▶ [PROBLEM STATEMENT]
Would you repeat exactly the part of the listing below that runs from the line containing "x=112 y=153" down to the line containing "x=159 y=175", inclusive, and nothing else?
########################################
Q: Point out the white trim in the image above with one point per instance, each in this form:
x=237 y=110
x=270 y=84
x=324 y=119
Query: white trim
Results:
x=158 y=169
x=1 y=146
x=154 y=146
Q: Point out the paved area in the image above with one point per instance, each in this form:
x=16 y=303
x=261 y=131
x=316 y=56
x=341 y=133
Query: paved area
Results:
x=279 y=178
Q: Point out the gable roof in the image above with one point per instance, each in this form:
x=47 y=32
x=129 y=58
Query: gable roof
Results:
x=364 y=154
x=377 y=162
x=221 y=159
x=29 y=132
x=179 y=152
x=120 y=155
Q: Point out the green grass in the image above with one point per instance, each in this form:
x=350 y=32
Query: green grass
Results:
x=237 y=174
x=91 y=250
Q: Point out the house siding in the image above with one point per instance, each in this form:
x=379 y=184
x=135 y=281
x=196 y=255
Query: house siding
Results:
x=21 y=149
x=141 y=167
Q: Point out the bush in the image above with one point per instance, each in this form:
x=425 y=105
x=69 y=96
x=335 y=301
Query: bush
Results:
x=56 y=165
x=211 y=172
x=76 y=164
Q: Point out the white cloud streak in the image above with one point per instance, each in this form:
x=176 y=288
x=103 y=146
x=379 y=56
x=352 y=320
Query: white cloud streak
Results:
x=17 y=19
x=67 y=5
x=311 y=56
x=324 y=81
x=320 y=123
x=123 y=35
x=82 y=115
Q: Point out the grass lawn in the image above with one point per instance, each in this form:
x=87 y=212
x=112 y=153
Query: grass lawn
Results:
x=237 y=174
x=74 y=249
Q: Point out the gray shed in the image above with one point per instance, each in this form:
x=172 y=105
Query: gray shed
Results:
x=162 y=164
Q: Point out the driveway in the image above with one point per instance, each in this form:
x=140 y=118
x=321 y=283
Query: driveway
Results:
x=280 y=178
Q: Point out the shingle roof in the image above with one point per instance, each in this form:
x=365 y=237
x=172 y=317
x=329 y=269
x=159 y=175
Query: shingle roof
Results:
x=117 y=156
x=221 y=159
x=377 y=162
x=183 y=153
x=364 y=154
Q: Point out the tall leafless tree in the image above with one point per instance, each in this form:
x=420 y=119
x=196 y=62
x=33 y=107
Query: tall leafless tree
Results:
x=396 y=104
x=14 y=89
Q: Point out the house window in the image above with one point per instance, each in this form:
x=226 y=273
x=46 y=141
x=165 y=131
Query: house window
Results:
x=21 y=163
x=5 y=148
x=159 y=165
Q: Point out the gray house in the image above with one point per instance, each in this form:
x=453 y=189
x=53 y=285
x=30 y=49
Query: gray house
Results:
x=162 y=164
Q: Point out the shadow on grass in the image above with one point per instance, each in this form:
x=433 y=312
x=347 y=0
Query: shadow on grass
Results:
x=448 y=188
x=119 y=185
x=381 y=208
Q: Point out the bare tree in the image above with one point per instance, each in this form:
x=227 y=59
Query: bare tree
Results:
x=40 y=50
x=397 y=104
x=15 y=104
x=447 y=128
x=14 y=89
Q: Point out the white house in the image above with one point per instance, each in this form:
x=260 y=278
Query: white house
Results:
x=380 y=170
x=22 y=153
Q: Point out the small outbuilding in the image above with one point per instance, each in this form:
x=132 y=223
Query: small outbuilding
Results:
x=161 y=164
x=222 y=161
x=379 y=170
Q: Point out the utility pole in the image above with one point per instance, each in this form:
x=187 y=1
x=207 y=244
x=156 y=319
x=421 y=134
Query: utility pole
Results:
########################################
▶ [SOLUTION TO THIS PROBLEM]
x=112 y=153
Query: grass lawn
Results:
x=237 y=174
x=74 y=249
Q: Point out the gray shed in the image above with one point per instance, each in this form:
x=172 y=105
Query: gray shed
Results:
x=162 y=164
Q: Point out the driveway in the image above with one point per instance, each in this form:
x=140 y=118
x=321 y=283
Query: driveway
Results:
x=280 y=178
Q: Point out the shingle roof in the image above with one point per instance, each in this form:
x=365 y=237
x=172 y=317
x=329 y=269
x=159 y=175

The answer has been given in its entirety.